* [ТЕКСТ ДЛЯ ЧТЕНИЯ]:
::::

Одна из проблем, беспокоивших Соссюра и оставшаяся им не выясненной, заключается в том, в какой степени анаграмматические построения были осознанными. Как замечает по этому поводу в специальном разделе завершающего тома своего четырехтомного труда по мифологии Леви-Стросс, Соссюр так и не смог сам преодолеть этой основной трудности, заключающейся в объяснении того, почему поэты никогда не говорили о сознательном использовании этого приема. Леви-Стросс видит семиотическое объяснение этого в том, что «речь идет о частном приложении закономерности, одновременно и основополагающей, и архаичной, которая могла продолжаться благодаря бессознательному следованию более древним поэтическим моделям» (Леви-Стросс 1971: 581–582).

В этой связи Леви-Стросс выдвигает общее понятие «анаграмматических возможностей» текста, представляющееся весьма продуктивным с точки зрения рассмотренной теоретико-информационной модели поэтического текста (ср. Иванов 1974а). Правильность мысли Леви-Стросса об общесемиотическом значении этой закономерности подтверждается в особенности разительными аналогиями в музыке, на которые впервые обратил внимание еще Мейе, в своем ответе на письмо Соссюра об анаграммах сославшийся на использование букв фамилии Баха в его собственных сочинениях (Бенвенист 1964, Старобинский 1964). В свете рассмотренной выше концепции Эйзенштейна, для которого тема пронизывает все составные части текста вплоть до наименьших «фигур», из которых складываются отдельные знаки, понятно его внимание к тому анаграмматическому методу, которым пользовался Бах, создавая музыкальную тему из начертания собственного имени (г. 4: 300. т. 5: 471).

С точки зрения современной семиотики «второго поколения» едва ли не наибольший интерес теории анаграмм Соссюра состоит в том, что она не только подготовила позднейшее понимание им языкового знака (Вундерли 1972б), но и предвосхитила понимание целого текста как знака.

::::

* [СТРОКИ НАБОРА ДАННЫХ]:
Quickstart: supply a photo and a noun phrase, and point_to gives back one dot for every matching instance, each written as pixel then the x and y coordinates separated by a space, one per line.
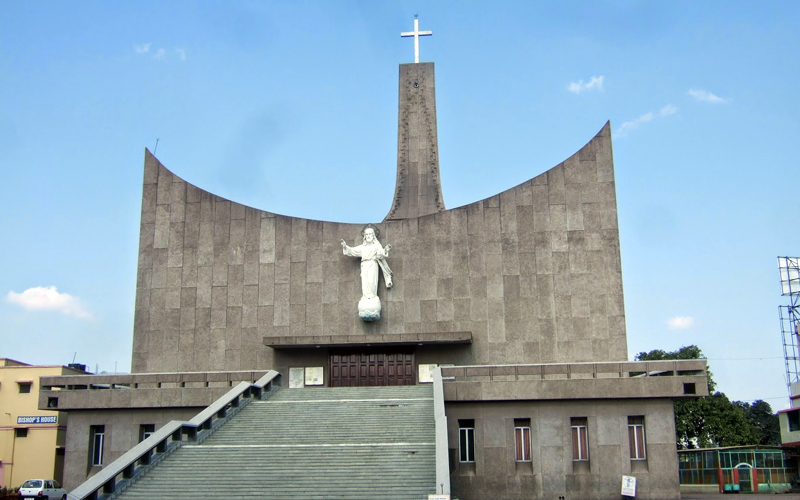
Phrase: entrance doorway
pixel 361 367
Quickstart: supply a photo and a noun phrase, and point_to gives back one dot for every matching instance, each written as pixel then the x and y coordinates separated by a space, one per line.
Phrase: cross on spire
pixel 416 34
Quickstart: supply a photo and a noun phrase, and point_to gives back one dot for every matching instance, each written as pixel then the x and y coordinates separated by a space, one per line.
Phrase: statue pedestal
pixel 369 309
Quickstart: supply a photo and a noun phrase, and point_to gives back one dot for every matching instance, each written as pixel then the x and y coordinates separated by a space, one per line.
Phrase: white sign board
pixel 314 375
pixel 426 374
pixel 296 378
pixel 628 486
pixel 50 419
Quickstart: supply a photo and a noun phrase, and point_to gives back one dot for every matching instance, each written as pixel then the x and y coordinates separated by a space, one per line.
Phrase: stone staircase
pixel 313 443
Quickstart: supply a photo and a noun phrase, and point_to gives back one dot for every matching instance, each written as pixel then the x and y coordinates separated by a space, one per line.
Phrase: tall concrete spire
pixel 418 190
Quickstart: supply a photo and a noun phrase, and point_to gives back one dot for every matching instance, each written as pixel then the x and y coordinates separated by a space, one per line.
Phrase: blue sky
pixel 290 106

::::

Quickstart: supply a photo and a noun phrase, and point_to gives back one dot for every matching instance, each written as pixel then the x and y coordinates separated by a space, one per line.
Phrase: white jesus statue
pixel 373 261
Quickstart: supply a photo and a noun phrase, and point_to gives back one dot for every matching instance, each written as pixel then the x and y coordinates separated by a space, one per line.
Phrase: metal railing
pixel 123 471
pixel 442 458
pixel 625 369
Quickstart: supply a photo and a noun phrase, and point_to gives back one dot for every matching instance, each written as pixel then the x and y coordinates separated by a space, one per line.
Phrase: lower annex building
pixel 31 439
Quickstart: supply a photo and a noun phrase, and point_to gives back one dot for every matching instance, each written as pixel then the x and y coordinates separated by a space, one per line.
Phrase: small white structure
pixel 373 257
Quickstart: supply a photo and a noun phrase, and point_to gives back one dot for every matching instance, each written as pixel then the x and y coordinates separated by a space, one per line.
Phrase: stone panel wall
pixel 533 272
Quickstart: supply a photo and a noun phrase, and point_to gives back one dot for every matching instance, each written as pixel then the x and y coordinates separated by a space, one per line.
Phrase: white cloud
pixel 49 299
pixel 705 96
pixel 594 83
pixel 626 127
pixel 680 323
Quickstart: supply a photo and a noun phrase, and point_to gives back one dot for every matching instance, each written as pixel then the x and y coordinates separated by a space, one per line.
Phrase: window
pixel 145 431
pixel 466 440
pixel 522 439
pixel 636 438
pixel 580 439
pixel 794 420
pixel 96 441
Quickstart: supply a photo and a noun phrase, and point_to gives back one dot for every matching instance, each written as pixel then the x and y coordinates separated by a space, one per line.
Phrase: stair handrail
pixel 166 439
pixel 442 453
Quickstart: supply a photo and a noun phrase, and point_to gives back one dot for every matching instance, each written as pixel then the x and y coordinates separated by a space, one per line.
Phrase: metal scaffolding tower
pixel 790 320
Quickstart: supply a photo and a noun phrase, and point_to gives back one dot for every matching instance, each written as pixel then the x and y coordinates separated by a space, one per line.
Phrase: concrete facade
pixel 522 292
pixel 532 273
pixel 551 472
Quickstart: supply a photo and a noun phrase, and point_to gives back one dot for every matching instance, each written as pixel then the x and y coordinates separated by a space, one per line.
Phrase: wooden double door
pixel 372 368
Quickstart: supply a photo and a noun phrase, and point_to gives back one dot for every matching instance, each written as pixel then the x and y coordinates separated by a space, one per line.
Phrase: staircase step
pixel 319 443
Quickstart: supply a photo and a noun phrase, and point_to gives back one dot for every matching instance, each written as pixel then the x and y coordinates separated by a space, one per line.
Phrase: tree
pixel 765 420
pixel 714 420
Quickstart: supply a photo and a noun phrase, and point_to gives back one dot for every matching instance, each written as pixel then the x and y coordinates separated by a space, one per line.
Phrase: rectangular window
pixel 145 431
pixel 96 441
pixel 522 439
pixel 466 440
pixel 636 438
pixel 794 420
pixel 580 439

::::

Пожалуйста, дословно скопируйте из текста об анаграммах Соссюра отрывок от «Одна из проблем, беспокоивших» до «(Леви-Стросс 1971: 581–582).».

Одна из проблем, беспокоивших Соссюра и оставшаяся им не выясненной, заключается в том, в какой степени анаграмматические построения были осознанными. Как замечает по этому поводу в специальном разделе завершающего тома своего четырехтомного труда по мифологии Леви-Стросс, Соссюр так и не смог сам преодолеть этой основной трудности, заключающейся в объяснении того, почему поэты никогда не говорили о сознательном использовании этого приема. Леви-Стросс видит семиотическое объяснение этого в том, что «речь идет о частном приложении закономерности, одновременно и основополагающей, и архаичной, которая могла продолжаться благодаря бессознательному следованию более древним поэтическим моделям» (Леви-Стросс 1971: 581–582).